→ PROVIDED DATA
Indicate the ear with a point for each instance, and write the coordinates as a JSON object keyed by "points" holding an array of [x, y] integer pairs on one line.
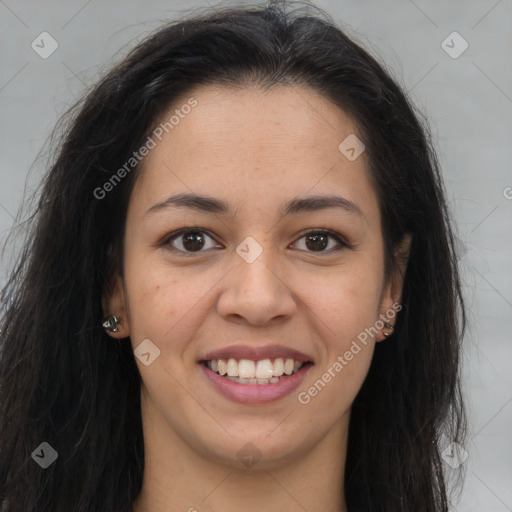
{"points": [[113, 303], [392, 293]]}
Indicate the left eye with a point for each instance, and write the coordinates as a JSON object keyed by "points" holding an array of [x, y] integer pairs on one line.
{"points": [[191, 241]]}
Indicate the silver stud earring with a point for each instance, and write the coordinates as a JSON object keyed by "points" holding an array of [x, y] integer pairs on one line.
{"points": [[111, 323], [388, 326]]}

→ THE EXERCISE
Lay out every line of the records above as a numbered list, skipping any blank lines and leaving the pictures out.

→ THE RESPONSE
1. Indicate the ear with a point for each instance, and write the coordinates as a JSON object keyed by "points" holding an array of [x, y] integer pairs on one line.
2. {"points": [[113, 303], [392, 293]]}
3. Indicate the left eye with a point for each instance, and write the coordinates as a JSON object keyed by "points" holding an array of [x, y] integer pairs on one line.
4. {"points": [[191, 241]]}
5. Indicate the silver stud earring with a point for each instance, and write the coordinates as a JSON object keyed by "points" holding an array of [x, y] integer pairs on one line.
6. {"points": [[111, 323], [388, 326]]}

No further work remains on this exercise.